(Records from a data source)
▼

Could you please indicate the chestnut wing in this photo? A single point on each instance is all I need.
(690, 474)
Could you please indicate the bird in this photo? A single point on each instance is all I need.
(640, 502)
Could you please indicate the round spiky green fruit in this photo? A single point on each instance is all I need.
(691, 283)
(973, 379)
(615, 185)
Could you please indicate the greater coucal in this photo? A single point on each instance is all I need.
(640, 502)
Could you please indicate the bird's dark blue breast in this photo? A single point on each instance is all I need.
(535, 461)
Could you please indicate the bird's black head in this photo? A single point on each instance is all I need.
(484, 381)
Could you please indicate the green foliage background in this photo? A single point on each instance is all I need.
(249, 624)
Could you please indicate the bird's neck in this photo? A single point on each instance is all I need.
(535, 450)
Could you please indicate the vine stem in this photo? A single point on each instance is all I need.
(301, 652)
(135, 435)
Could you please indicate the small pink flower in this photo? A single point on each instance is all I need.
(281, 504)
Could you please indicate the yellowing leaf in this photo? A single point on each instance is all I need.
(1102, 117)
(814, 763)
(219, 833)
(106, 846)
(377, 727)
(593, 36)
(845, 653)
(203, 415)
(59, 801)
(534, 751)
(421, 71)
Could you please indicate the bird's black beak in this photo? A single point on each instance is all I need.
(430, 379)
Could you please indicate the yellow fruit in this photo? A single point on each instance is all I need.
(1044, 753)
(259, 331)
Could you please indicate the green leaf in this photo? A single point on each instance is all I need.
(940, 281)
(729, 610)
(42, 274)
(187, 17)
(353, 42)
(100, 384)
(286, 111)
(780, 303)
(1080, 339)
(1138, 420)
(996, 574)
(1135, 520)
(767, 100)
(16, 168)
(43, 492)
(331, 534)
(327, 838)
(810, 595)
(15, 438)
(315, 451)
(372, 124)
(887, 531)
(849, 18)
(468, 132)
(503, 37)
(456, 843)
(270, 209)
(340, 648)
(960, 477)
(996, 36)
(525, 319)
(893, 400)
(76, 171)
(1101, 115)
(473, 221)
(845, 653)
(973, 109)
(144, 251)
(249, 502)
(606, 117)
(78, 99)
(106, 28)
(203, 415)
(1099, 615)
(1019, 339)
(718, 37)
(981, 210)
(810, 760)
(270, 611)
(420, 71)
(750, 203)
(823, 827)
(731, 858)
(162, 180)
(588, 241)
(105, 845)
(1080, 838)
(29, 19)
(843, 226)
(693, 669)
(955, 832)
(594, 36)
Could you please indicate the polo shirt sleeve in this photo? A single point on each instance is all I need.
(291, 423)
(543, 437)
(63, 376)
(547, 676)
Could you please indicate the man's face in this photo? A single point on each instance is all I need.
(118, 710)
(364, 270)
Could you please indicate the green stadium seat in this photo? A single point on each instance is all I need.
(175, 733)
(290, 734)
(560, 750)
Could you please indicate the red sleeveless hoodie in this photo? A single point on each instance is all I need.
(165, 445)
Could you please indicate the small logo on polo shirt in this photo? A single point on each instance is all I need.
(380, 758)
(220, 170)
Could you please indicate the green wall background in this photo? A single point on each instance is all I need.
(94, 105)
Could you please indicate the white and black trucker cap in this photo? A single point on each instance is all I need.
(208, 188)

▲

* _What needs to be done_:
Copy out all of the records, keeping every line identical.

* _Final answer_:
Could you please indicate the chestnut wing in this photo? A single point on each instance is all I need.
(690, 474)
Could you please indicate the bird in this photo? A single point on each instance is all I need.
(640, 502)
Could you please indicate the round spiky green fruit in this photo? A single point on each instance is all I need.
(691, 283)
(973, 379)
(615, 185)
Could you please indicate the greater coucal in this photo? A single point on each instance is all I need.
(640, 502)
Could you please indicate the bird's dark blue breast in this photo? A single point on each instance is all I need.
(535, 461)
Could you please indicate the bird's black head in this photo? A single point on each instance is all I need.
(484, 381)
Could you please indicate the green foliage background in this photo? A single point on each instance is all I need.
(249, 624)
Could you please indicate the bird's neck in this photo? A single point on each instance is all I need.
(535, 450)
Could you please indicate the vine stem in this photo? A single point on each instance is all I need.
(301, 652)
(135, 435)
Could you please indicate the small pink flower in this photo? A single point on each instance is all I need.
(281, 504)
Could you please indicate the yellowing leaf in this photo? A single point on each instance is all I need.
(1102, 117)
(814, 763)
(219, 833)
(106, 846)
(377, 727)
(593, 36)
(845, 653)
(203, 415)
(59, 801)
(534, 751)
(421, 71)
Could you please indicate the bird's black beak in this photo? A single point on each instance is all I need.
(430, 379)
Could you please indicate the yellow fruit in this photo? A single point on each instance is all I need.
(1044, 753)
(259, 331)
Could you please indicate the green leaf in this photo? A single point on each instance is all I need.
(940, 281)
(729, 610)
(42, 274)
(187, 17)
(353, 42)
(100, 384)
(286, 111)
(780, 303)
(1080, 339)
(1138, 420)
(996, 574)
(1135, 520)
(767, 100)
(16, 168)
(43, 492)
(331, 534)
(327, 838)
(810, 595)
(15, 438)
(315, 451)
(372, 124)
(887, 531)
(849, 18)
(468, 132)
(503, 37)
(456, 843)
(270, 209)
(340, 648)
(960, 477)
(996, 36)
(525, 319)
(893, 400)
(76, 171)
(1101, 115)
(473, 221)
(845, 653)
(973, 109)
(144, 251)
(249, 502)
(606, 117)
(78, 99)
(106, 28)
(203, 415)
(1099, 615)
(1019, 339)
(718, 37)
(981, 210)
(810, 760)
(270, 611)
(420, 71)
(750, 203)
(823, 827)
(731, 858)
(162, 180)
(588, 241)
(105, 845)
(1080, 838)
(29, 19)
(843, 226)
(693, 669)
(955, 832)
(594, 36)
Could you please indicate the polo shirt sleeve in this photo? A single point on each instance is all I need.
(291, 423)
(543, 437)
(63, 376)
(547, 676)
Could you please indicate the man's face in this photo? A single point on each instance is all I need.
(118, 710)
(364, 270)
Could you please indicate the green stadium seat in this photo? A single point on each instance is all I need.
(175, 733)
(290, 734)
(560, 750)
Could you please indicate the red sleeveless hoodie in this photo? A single point on each instance is all I need.
(165, 445)
Could you please indicate the small logo on polo shirt in this photo? A single point on each instance is all I need.
(380, 758)
(220, 170)
Could you please indicate the green wall background in this photo? A single point on each instance is all I need.
(94, 105)
Could you please indicate the white and black trucker cap in this photo? A single point on each instance is all I need.
(208, 188)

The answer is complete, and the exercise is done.